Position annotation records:
════

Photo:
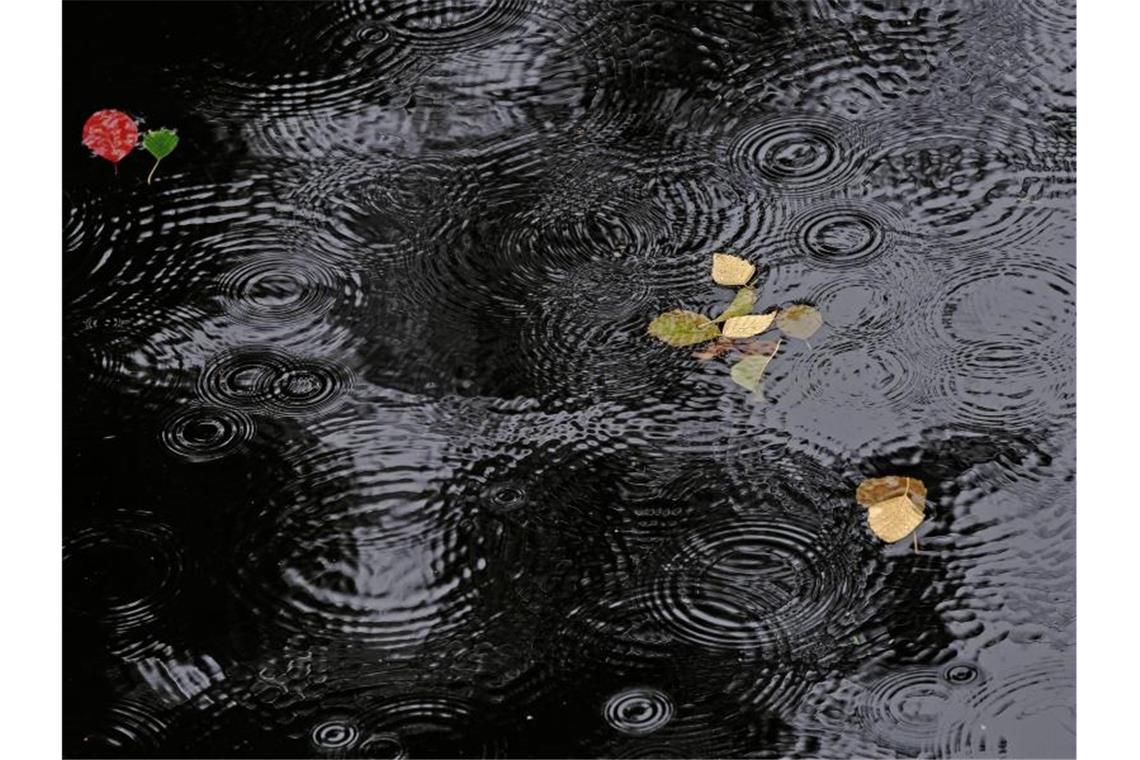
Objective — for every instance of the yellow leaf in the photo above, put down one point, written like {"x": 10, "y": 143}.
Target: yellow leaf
{"x": 894, "y": 519}
{"x": 880, "y": 489}
{"x": 731, "y": 270}
{"x": 681, "y": 327}
{"x": 799, "y": 320}
{"x": 749, "y": 370}
{"x": 740, "y": 305}
{"x": 748, "y": 326}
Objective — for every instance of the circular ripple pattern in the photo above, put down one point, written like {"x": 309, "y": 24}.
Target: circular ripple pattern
{"x": 505, "y": 497}
{"x": 1017, "y": 716}
{"x": 908, "y": 709}
{"x": 638, "y": 711}
{"x": 759, "y": 583}
{"x": 797, "y": 155}
{"x": 122, "y": 572}
{"x": 271, "y": 291}
{"x": 846, "y": 235}
{"x": 335, "y": 734}
{"x": 261, "y": 378}
{"x": 202, "y": 434}
{"x": 450, "y": 25}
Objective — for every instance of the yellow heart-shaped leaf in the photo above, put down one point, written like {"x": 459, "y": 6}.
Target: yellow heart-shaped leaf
{"x": 894, "y": 519}
{"x": 731, "y": 270}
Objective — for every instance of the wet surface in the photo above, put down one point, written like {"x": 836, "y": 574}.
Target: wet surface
{"x": 368, "y": 452}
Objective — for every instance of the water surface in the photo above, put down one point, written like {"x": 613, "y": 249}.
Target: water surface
{"x": 368, "y": 452}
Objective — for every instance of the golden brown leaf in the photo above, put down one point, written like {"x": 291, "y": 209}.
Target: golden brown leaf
{"x": 749, "y": 370}
{"x": 731, "y": 270}
{"x": 748, "y": 326}
{"x": 799, "y": 320}
{"x": 874, "y": 490}
{"x": 894, "y": 519}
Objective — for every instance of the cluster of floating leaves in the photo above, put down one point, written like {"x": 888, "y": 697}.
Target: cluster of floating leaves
{"x": 895, "y": 506}
{"x": 737, "y": 327}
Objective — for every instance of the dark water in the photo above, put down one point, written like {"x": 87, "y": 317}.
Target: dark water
{"x": 367, "y": 450}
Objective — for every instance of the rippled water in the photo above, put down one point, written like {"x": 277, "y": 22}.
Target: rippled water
{"x": 368, "y": 452}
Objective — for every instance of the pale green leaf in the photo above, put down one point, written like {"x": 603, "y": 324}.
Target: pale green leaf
{"x": 680, "y": 327}
{"x": 749, "y": 370}
{"x": 799, "y": 320}
{"x": 160, "y": 142}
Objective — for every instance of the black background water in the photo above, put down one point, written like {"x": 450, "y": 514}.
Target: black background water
{"x": 367, "y": 452}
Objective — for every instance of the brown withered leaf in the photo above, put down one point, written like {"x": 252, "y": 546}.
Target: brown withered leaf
{"x": 894, "y": 519}
{"x": 731, "y": 270}
{"x": 895, "y": 506}
{"x": 874, "y": 490}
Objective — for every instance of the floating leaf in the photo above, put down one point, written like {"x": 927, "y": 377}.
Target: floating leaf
{"x": 160, "y": 144}
{"x": 799, "y": 320}
{"x": 740, "y": 305}
{"x": 758, "y": 348}
{"x": 731, "y": 270}
{"x": 895, "y": 506}
{"x": 894, "y": 519}
{"x": 874, "y": 490}
{"x": 749, "y": 370}
{"x": 748, "y": 326}
{"x": 680, "y": 327}
{"x": 111, "y": 135}
{"x": 717, "y": 348}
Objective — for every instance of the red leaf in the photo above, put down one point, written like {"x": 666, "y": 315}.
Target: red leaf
{"x": 111, "y": 133}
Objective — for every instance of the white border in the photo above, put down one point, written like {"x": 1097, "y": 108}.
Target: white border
{"x": 1108, "y": 286}
{"x": 31, "y": 382}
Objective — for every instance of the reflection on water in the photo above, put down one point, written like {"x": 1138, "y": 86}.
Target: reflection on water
{"x": 369, "y": 454}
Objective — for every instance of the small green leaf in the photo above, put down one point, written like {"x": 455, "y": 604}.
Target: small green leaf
{"x": 749, "y": 370}
{"x": 680, "y": 327}
{"x": 740, "y": 305}
{"x": 160, "y": 142}
{"x": 799, "y": 320}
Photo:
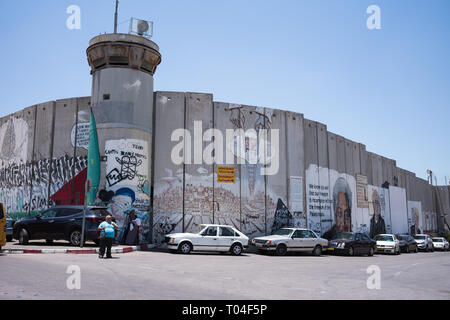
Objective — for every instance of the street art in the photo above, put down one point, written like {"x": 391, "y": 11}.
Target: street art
{"x": 379, "y": 211}
{"x": 14, "y": 140}
{"x": 80, "y": 134}
{"x": 128, "y": 177}
{"x": 399, "y": 211}
{"x": 24, "y": 187}
{"x": 415, "y": 219}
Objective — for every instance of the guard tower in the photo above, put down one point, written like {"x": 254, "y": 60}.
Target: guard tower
{"x": 122, "y": 66}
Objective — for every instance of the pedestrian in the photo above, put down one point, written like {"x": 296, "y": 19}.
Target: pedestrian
{"x": 107, "y": 234}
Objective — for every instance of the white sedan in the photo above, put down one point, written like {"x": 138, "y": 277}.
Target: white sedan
{"x": 387, "y": 243}
{"x": 292, "y": 239}
{"x": 211, "y": 237}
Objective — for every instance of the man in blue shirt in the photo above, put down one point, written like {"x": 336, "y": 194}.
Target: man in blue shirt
{"x": 107, "y": 234}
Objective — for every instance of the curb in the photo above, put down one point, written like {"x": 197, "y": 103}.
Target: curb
{"x": 127, "y": 249}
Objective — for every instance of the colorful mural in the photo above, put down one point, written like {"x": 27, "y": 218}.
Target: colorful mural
{"x": 128, "y": 177}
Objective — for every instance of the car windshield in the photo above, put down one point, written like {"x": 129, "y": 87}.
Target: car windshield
{"x": 384, "y": 238}
{"x": 282, "y": 232}
{"x": 344, "y": 235}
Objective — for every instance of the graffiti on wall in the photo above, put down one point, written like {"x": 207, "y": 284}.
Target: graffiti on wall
{"x": 33, "y": 186}
{"x": 415, "y": 217}
{"x": 128, "y": 177}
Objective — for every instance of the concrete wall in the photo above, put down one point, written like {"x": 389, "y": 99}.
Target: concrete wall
{"x": 43, "y": 161}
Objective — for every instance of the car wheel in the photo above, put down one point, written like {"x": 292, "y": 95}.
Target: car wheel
{"x": 185, "y": 248}
{"x": 317, "y": 251}
{"x": 23, "y": 237}
{"x": 351, "y": 251}
{"x": 281, "y": 250}
{"x": 75, "y": 238}
{"x": 236, "y": 249}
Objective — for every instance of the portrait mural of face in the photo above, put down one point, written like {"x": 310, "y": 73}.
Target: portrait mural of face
{"x": 342, "y": 205}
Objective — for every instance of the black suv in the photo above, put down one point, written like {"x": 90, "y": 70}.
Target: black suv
{"x": 60, "y": 223}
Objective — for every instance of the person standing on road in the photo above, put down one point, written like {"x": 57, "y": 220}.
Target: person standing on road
{"x": 107, "y": 234}
{"x": 132, "y": 233}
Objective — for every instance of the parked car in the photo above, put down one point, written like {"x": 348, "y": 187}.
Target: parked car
{"x": 60, "y": 223}
{"x": 291, "y": 239}
{"x": 350, "y": 243}
{"x": 211, "y": 237}
{"x": 407, "y": 243}
{"x": 424, "y": 242}
{"x": 387, "y": 243}
{"x": 440, "y": 243}
{"x": 9, "y": 228}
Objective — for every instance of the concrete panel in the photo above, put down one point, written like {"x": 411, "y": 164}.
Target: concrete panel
{"x": 253, "y": 189}
{"x": 168, "y": 176}
{"x": 311, "y": 150}
{"x": 340, "y": 144}
{"x": 276, "y": 186}
{"x": 356, "y": 158}
{"x": 16, "y": 148}
{"x": 42, "y": 156}
{"x": 227, "y": 195}
{"x": 369, "y": 169}
{"x": 332, "y": 151}
{"x": 349, "y": 166}
{"x": 295, "y": 168}
{"x": 363, "y": 159}
{"x": 199, "y": 178}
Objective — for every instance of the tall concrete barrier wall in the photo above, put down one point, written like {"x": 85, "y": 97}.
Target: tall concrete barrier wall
{"x": 323, "y": 181}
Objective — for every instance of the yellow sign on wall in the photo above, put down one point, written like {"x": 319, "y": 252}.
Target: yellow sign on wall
{"x": 226, "y": 174}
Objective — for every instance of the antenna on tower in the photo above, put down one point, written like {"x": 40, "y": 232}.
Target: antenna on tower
{"x": 115, "y": 16}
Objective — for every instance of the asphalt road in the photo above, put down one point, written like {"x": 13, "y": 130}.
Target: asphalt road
{"x": 160, "y": 275}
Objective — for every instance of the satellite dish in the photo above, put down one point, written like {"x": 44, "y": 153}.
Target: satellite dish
{"x": 141, "y": 27}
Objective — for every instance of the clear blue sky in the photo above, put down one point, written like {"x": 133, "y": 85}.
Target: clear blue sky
{"x": 388, "y": 88}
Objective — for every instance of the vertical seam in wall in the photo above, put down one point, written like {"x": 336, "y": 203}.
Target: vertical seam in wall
{"x": 240, "y": 172}
{"x": 52, "y": 140}
{"x": 288, "y": 187}
{"x": 318, "y": 175}
{"x": 32, "y": 160}
{"x": 72, "y": 185}
{"x": 184, "y": 162}
{"x": 265, "y": 172}
{"x": 152, "y": 168}
{"x": 214, "y": 163}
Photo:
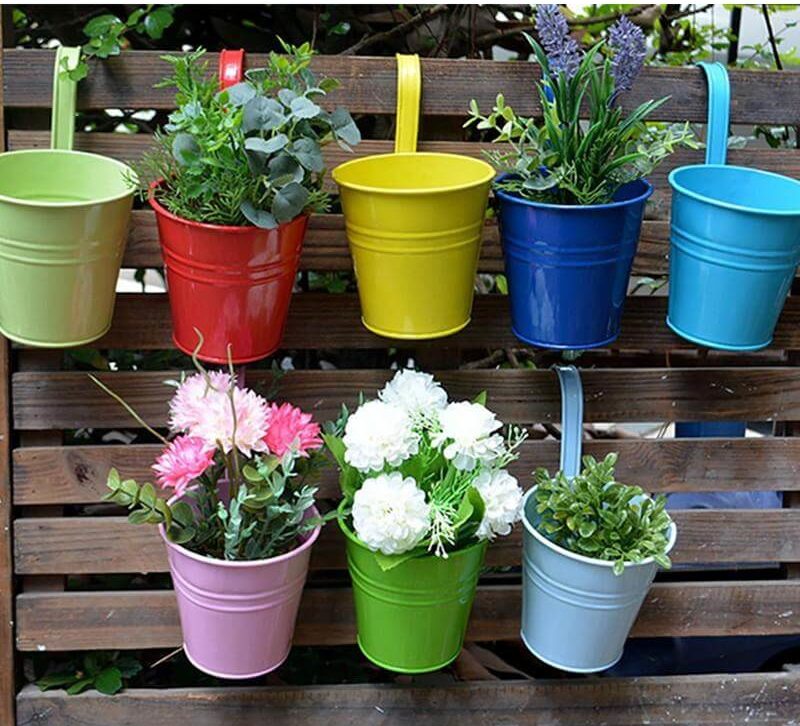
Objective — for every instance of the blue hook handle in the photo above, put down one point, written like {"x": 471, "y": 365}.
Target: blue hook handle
{"x": 571, "y": 419}
{"x": 719, "y": 109}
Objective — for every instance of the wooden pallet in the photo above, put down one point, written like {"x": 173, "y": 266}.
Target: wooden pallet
{"x": 649, "y": 375}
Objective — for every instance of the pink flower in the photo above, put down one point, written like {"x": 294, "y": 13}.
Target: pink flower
{"x": 194, "y": 396}
{"x": 183, "y": 461}
{"x": 290, "y": 428}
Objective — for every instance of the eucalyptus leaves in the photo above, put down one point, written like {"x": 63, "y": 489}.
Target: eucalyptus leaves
{"x": 594, "y": 515}
{"x": 251, "y": 154}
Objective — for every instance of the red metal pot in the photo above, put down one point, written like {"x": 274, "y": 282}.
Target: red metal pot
{"x": 233, "y": 284}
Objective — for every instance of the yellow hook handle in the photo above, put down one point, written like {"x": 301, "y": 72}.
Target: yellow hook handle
{"x": 409, "y": 91}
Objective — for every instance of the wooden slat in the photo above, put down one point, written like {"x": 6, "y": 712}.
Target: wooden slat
{"x": 369, "y": 83}
{"x": 325, "y": 246}
{"x": 99, "y": 545}
{"x": 763, "y": 698}
{"x": 44, "y": 401}
{"x": 77, "y": 474}
{"x": 131, "y": 147}
{"x": 142, "y": 322}
{"x": 149, "y": 619}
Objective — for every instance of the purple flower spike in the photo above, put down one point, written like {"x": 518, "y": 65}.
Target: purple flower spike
{"x": 563, "y": 52}
{"x": 627, "y": 41}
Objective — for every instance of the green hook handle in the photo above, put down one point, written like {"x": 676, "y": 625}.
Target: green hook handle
{"x": 65, "y": 93}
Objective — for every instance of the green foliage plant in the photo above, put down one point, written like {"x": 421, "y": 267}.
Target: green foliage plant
{"x": 597, "y": 516}
{"x": 252, "y": 153}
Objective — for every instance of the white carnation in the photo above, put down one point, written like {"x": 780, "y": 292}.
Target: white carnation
{"x": 502, "y": 496}
{"x": 468, "y": 434}
{"x": 418, "y": 394}
{"x": 390, "y": 514}
{"x": 377, "y": 434}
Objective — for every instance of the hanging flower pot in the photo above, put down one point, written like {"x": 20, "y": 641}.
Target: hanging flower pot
{"x": 415, "y": 223}
{"x": 232, "y": 182}
{"x": 572, "y": 195}
{"x": 568, "y": 266}
{"x": 734, "y": 241}
{"x": 591, "y": 549}
{"x": 64, "y": 216}
{"x": 425, "y": 488}
{"x": 240, "y": 523}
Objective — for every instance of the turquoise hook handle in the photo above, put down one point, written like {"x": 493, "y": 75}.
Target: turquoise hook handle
{"x": 571, "y": 419}
{"x": 719, "y": 109}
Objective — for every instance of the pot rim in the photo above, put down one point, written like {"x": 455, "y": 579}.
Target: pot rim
{"x": 160, "y": 209}
{"x": 489, "y": 174}
{"x": 43, "y": 204}
{"x": 505, "y": 196}
{"x": 730, "y": 205}
{"x": 673, "y": 533}
{"x": 312, "y": 537}
{"x": 350, "y": 535}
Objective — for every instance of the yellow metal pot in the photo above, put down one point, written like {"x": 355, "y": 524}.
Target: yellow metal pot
{"x": 414, "y": 222}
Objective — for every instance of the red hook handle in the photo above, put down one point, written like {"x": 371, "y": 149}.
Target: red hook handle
{"x": 231, "y": 67}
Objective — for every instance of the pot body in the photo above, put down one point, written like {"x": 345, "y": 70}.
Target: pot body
{"x": 734, "y": 249}
{"x": 238, "y": 618}
{"x": 576, "y": 613}
{"x": 415, "y": 224}
{"x": 413, "y": 618}
{"x": 233, "y": 284}
{"x": 568, "y": 266}
{"x": 63, "y": 227}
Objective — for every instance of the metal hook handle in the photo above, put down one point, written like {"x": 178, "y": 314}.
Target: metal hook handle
{"x": 571, "y": 419}
{"x": 409, "y": 92}
{"x": 719, "y": 109}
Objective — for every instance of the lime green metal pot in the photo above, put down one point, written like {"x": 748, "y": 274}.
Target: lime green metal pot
{"x": 413, "y": 618}
{"x": 63, "y": 225}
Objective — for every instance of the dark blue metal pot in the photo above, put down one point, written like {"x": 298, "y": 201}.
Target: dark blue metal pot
{"x": 568, "y": 266}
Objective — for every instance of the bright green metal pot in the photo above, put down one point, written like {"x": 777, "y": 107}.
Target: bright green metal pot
{"x": 63, "y": 226}
{"x": 413, "y": 618}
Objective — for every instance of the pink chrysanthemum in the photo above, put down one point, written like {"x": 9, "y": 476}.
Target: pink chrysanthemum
{"x": 193, "y": 398}
{"x": 290, "y": 428}
{"x": 216, "y": 422}
{"x": 183, "y": 461}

════

The problem: Write the lines out verbatim, from the one with "Objective — for every instance of the red hook" through the last line of the entries, and stop there.

Result of the task:
Objective — for every instance of the red hook handle in the photo above, put down one point, written like {"x": 371, "y": 149}.
Target: red hook handle
{"x": 231, "y": 67}
Objective — for every instance of the pot body in the photo above, put down one point, written like {"x": 345, "y": 70}.
Target: pot body
{"x": 734, "y": 249}
{"x": 238, "y": 618}
{"x": 576, "y": 613}
{"x": 415, "y": 224}
{"x": 413, "y": 618}
{"x": 233, "y": 284}
{"x": 568, "y": 266}
{"x": 63, "y": 227}
Objective — for every instance of the metal hook handle in the photo above, put down one point, written like {"x": 178, "y": 314}.
Target: metal hook handle
{"x": 571, "y": 419}
{"x": 409, "y": 92}
{"x": 719, "y": 109}
Objective — for every instance of the lime green metal pot in the photo above, put down one point, written like {"x": 748, "y": 274}.
Target: lime green metal pot
{"x": 413, "y": 618}
{"x": 63, "y": 225}
Objective — for every instance of the dark blue metal pot in the photo above, put down one point, written like {"x": 298, "y": 201}.
Target: dark blue metal pot
{"x": 568, "y": 266}
Objective — for every instance of the bright green metal pot in the photo above, put down one point, written like {"x": 777, "y": 107}.
Target: bright green metal pot
{"x": 63, "y": 226}
{"x": 413, "y": 618}
Objective — for every instance of the pink chrysanthemum in the photo above, put down one point, written like {"x": 9, "y": 476}.
Target: pink chrysanthemum
{"x": 193, "y": 398}
{"x": 290, "y": 428}
{"x": 216, "y": 422}
{"x": 183, "y": 461}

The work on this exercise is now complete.